- _AIM_
Find every line in the items below that contains the word "horn" and copy each of those lines.
------ ITEMS ------
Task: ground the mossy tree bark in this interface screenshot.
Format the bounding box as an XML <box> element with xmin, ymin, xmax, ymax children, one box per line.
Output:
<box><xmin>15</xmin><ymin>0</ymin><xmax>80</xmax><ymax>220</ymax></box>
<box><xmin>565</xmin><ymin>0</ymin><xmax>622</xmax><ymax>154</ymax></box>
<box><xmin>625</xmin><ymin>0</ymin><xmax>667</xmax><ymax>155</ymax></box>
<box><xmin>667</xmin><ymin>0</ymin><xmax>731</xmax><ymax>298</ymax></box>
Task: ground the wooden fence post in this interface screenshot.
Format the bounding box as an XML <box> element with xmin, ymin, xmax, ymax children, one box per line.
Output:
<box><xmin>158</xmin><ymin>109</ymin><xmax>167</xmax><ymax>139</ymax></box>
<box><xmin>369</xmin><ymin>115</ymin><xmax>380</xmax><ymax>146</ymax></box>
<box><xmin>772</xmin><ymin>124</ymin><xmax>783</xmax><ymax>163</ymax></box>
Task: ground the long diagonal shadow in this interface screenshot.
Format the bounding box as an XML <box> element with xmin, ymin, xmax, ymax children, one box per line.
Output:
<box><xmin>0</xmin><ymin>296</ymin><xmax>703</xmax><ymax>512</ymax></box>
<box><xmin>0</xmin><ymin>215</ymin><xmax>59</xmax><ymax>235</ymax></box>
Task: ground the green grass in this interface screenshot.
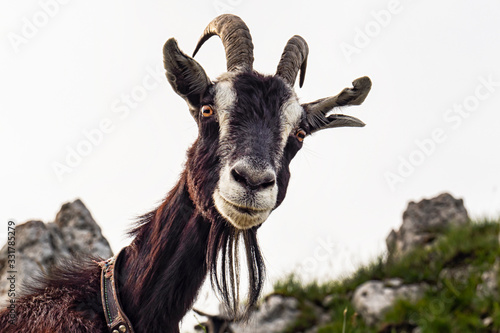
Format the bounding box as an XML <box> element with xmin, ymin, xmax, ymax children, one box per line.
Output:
<box><xmin>274</xmin><ymin>221</ymin><xmax>500</xmax><ymax>333</ymax></box>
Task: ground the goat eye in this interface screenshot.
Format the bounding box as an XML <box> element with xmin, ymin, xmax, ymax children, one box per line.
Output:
<box><xmin>201</xmin><ymin>105</ymin><xmax>214</xmax><ymax>117</ymax></box>
<box><xmin>295</xmin><ymin>129</ymin><xmax>307</xmax><ymax>142</ymax></box>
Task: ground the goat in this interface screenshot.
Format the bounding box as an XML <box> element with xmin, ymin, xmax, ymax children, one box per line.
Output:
<box><xmin>0</xmin><ymin>14</ymin><xmax>371</xmax><ymax>333</ymax></box>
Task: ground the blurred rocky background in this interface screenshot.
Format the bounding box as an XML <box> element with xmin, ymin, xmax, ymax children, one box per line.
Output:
<box><xmin>0</xmin><ymin>199</ymin><xmax>113</xmax><ymax>303</ymax></box>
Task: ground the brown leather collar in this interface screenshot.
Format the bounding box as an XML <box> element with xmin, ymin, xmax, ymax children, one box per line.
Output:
<box><xmin>98</xmin><ymin>249</ymin><xmax>134</xmax><ymax>333</ymax></box>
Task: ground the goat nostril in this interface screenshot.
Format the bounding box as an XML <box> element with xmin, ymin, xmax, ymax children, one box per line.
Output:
<box><xmin>231</xmin><ymin>165</ymin><xmax>276</xmax><ymax>191</ymax></box>
<box><xmin>231</xmin><ymin>169</ymin><xmax>247</xmax><ymax>185</ymax></box>
<box><xmin>260</xmin><ymin>179</ymin><xmax>276</xmax><ymax>190</ymax></box>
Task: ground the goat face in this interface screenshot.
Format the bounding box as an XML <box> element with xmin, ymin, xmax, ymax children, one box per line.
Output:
<box><xmin>164</xmin><ymin>15</ymin><xmax>371</xmax><ymax>229</ymax></box>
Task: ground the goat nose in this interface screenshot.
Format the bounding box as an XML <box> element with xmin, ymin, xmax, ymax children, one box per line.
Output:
<box><xmin>231</xmin><ymin>163</ymin><xmax>276</xmax><ymax>190</ymax></box>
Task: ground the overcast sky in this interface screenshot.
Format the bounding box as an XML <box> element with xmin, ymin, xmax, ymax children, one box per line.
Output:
<box><xmin>0</xmin><ymin>0</ymin><xmax>500</xmax><ymax>330</ymax></box>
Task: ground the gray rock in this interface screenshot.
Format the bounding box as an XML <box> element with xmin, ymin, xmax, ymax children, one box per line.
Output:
<box><xmin>386</xmin><ymin>193</ymin><xmax>469</xmax><ymax>258</ymax></box>
<box><xmin>0</xmin><ymin>200</ymin><xmax>113</xmax><ymax>303</ymax></box>
<box><xmin>231</xmin><ymin>295</ymin><xmax>300</xmax><ymax>333</ymax></box>
<box><xmin>352</xmin><ymin>279</ymin><xmax>428</xmax><ymax>325</ymax></box>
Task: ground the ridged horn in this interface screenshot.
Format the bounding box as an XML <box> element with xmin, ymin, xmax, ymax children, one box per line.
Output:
<box><xmin>276</xmin><ymin>35</ymin><xmax>309</xmax><ymax>87</ymax></box>
<box><xmin>193</xmin><ymin>14</ymin><xmax>253</xmax><ymax>72</ymax></box>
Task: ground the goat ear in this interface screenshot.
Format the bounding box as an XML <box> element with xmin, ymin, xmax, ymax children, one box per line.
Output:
<box><xmin>163</xmin><ymin>38</ymin><xmax>210</xmax><ymax>120</ymax></box>
<box><xmin>302</xmin><ymin>76</ymin><xmax>372</xmax><ymax>133</ymax></box>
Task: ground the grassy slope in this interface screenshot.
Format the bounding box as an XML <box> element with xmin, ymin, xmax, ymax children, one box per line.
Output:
<box><xmin>274</xmin><ymin>221</ymin><xmax>500</xmax><ymax>333</ymax></box>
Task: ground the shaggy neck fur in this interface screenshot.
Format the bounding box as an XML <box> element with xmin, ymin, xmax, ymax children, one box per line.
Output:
<box><xmin>119</xmin><ymin>173</ymin><xmax>211</xmax><ymax>332</ymax></box>
<box><xmin>115</xmin><ymin>161</ymin><xmax>264</xmax><ymax>333</ymax></box>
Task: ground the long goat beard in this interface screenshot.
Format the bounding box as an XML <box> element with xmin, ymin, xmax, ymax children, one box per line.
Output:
<box><xmin>207</xmin><ymin>219</ymin><xmax>265</xmax><ymax>320</ymax></box>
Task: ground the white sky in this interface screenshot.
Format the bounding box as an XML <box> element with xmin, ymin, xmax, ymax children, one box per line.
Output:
<box><xmin>0</xmin><ymin>0</ymin><xmax>500</xmax><ymax>326</ymax></box>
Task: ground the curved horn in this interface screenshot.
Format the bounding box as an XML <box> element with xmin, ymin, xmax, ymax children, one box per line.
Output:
<box><xmin>276</xmin><ymin>35</ymin><xmax>309</xmax><ymax>87</ymax></box>
<box><xmin>193</xmin><ymin>14</ymin><xmax>253</xmax><ymax>72</ymax></box>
------
- _FINAL RESULT_
Task: ground the ridged horn in this interface screenshot.
Task: ground the curved horn in this interface screenshot.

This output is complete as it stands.